COMPLETE THE FOLLOWING
1/ Decide whether each statement agrees with the radiofrequency ablation abstract below. Answer yes or no and quote the words that decide it: (a) The study used a 17-gauge, cool-tip-type electrode. (b) To test the risk of hemorrhage, ablation near the central pulmonary vessels was carried out in rabbits. (c) The rabbits' ablated regions were examined as late as day 30.
2/ Extend the radiofrequency ablation abstract below by a few sentences, starting right after its final sentence.

Objective: The purpose of the present study was to examine the following during radiofrequency ablation (RFA): (1) the risk of hemorrhage from intrapulmonary large vessels; (2) the risk of incomplete ablation of pulmonary tumors; and (3) the late effect on lung tissue.
Materials and methods: A 17-gauge, cool-tip-type radiofrequency electrode was used. The damage to the vessels and bronchi was examined by the injection of a colored silicone rubber, a liquid compound that hardens after injection. To examine the risk of hemorrhage from intrapulmonary large vessels, RFA was conducted at eight sites near the central pulmonary vessels in two swine. To examine the risk of an incomplete ablation for pulmonary tumors, 10 pulmonary nodules were made from a gelatin mixture in another two swine and were treated by RFA. To examine the late effect on lung tissue, RFA was conducted on the peripheral lung in 10 rabbits, and then the ablated regions were examined on days 1, 7, 14, 21, and 28 after RFA.

RECORDED DATA

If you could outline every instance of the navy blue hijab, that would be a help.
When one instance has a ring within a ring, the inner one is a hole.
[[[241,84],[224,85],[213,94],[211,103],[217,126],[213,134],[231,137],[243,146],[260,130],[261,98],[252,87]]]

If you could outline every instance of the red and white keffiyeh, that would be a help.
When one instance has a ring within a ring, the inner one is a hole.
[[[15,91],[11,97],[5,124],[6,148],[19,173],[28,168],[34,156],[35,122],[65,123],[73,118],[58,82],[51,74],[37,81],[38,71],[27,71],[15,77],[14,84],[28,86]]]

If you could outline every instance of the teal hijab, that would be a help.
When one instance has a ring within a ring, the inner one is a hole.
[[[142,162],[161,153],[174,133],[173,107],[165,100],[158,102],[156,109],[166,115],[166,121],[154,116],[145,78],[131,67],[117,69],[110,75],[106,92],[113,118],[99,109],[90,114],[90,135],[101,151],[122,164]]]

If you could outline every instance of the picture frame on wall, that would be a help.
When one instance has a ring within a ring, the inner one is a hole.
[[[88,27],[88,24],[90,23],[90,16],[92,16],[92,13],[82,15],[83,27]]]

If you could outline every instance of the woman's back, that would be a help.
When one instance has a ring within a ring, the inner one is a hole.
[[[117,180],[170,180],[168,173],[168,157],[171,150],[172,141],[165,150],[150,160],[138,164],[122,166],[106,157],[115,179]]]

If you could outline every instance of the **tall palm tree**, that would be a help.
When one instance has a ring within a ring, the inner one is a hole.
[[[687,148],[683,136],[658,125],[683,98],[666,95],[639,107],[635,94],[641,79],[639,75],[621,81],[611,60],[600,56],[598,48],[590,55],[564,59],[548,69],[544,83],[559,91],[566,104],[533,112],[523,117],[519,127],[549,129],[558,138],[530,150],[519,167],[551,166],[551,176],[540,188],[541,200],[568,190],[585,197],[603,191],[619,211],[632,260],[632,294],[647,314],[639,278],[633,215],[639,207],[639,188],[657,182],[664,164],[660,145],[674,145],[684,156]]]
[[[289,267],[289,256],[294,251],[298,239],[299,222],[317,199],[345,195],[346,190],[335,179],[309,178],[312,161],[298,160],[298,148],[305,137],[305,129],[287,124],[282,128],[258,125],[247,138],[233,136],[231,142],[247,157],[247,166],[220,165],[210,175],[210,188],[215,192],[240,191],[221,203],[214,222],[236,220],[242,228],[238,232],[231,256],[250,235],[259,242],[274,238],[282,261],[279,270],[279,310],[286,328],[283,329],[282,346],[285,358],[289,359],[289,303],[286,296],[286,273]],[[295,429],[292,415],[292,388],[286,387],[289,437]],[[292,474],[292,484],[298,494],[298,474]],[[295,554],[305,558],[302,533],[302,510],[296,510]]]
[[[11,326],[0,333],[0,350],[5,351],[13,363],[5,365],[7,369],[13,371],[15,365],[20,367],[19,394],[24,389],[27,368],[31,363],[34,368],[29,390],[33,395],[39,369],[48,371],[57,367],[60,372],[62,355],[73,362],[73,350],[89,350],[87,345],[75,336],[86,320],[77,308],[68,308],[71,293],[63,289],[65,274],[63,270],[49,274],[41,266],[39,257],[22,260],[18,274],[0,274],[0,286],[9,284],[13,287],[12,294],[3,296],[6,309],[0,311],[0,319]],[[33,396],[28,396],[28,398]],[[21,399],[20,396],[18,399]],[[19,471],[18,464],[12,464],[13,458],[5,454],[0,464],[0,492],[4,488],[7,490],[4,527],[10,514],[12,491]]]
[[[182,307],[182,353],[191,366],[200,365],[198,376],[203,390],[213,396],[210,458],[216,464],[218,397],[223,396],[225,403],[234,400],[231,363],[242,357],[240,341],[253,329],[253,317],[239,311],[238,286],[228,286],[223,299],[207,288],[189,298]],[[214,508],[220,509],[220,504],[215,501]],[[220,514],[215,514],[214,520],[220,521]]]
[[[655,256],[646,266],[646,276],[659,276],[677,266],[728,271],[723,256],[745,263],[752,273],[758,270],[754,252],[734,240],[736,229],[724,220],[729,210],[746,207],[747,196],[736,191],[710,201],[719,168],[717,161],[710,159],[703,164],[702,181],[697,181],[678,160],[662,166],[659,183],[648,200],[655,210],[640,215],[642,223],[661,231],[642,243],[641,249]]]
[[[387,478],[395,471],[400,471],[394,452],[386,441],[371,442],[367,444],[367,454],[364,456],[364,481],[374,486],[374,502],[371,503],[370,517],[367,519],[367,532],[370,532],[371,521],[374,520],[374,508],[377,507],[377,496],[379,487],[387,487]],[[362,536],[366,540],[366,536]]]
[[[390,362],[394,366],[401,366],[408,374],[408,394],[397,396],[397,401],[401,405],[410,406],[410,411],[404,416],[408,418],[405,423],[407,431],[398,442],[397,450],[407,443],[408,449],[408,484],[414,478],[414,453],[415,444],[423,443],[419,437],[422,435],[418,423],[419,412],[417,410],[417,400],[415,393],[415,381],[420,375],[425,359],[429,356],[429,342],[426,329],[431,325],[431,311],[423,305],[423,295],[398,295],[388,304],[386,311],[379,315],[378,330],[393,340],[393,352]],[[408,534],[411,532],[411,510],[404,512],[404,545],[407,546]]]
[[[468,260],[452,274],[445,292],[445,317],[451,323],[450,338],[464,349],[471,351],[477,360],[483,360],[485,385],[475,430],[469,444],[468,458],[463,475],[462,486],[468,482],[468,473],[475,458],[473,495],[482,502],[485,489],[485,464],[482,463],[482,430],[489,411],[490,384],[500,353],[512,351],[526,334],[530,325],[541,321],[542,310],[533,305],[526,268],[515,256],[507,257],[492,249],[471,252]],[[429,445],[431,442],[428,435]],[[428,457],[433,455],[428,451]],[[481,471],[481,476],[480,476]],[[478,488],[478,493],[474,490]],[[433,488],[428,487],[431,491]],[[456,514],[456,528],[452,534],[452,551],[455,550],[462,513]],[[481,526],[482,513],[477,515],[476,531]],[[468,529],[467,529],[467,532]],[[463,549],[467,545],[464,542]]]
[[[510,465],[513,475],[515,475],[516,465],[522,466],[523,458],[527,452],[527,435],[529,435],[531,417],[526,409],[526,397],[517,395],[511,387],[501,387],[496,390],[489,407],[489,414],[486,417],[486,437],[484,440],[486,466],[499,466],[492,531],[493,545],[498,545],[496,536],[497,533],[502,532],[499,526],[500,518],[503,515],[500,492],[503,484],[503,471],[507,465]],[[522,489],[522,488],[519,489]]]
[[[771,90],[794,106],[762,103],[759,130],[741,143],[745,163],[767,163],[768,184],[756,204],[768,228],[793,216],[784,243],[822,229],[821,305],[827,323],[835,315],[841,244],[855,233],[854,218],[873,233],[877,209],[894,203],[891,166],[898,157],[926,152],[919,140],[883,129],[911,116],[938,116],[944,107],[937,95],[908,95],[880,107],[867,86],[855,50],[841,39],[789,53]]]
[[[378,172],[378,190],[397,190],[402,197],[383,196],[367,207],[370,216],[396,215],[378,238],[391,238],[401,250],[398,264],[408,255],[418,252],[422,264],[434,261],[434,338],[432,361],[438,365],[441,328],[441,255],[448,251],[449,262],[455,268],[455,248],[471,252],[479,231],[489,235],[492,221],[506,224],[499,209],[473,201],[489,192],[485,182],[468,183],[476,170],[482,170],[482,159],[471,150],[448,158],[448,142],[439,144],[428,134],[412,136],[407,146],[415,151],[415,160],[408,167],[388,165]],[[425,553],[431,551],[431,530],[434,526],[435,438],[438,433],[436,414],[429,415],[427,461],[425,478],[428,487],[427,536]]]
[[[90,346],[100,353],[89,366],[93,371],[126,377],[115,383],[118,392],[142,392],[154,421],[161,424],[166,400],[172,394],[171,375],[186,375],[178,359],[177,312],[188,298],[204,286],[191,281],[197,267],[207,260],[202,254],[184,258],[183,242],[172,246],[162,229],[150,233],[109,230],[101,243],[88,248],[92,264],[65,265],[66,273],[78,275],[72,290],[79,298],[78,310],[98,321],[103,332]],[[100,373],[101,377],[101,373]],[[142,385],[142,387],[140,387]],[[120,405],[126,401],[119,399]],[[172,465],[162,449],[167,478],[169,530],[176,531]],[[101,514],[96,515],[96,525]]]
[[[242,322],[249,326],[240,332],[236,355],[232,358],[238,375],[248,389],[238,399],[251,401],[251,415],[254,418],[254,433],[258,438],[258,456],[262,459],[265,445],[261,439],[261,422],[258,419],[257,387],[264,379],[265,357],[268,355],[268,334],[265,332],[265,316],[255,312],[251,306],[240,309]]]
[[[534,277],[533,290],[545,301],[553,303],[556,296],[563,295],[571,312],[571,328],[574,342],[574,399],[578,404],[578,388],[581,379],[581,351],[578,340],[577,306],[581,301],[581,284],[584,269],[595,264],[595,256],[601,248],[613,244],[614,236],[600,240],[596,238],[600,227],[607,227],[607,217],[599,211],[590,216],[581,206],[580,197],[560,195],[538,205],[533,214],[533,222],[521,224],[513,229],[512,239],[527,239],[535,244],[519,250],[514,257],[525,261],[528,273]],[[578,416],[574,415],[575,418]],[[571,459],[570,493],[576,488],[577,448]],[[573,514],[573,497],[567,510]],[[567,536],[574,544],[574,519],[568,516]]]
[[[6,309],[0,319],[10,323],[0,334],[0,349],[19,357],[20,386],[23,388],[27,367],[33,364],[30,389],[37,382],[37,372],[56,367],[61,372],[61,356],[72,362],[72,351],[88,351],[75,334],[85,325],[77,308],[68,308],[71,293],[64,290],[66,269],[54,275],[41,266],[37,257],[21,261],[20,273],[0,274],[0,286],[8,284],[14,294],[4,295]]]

SET OF ANSWERS
1/
(a) Yes: "A 17-gauge, cool-tip-type radiofrequency electrode was used."
(b) No: "RFA was conducted at eight sites near the central pulmonary vessels in two swine."
(c) No: "the ablated regions were examined on days 1, 7, 14, 21, and 28 after RFA."

2/
Results: The use of colored silicone rubber enabled us to examine the intrapulmonary vessels and bronchi for opening and leakage. RFA did not damage the large intrapulmonary vessels, even when they were located within the ablated regions. Lung tissue surrounding the gelatin nodules was hardly ablated over its entire circumference. Six of 10 gelatin nodules (60%) showed nonablated areas on the peripheral edges of the nodules. From 21 days after RFA, the ablated rabbit lung formed noninfectious cavities by communicating with the surrounding bronchi.
Conclusion: It was improbable for hemorrhage to occur even when RFA was conducted near the large intrapulmonary large vessels. Because an incomplete ablation that left tumor cells at the site of ablation could occur during surgery due to the difficulty of ablating the entire tumor circumference, CT scan-guided RFA would be preferable to a surgical approach for making a safe margin. Cavity formation can occur beginning 21 days after RFA, which should be carefully followed up in a clinical setting to identify infection, especially in immunocompromised patients.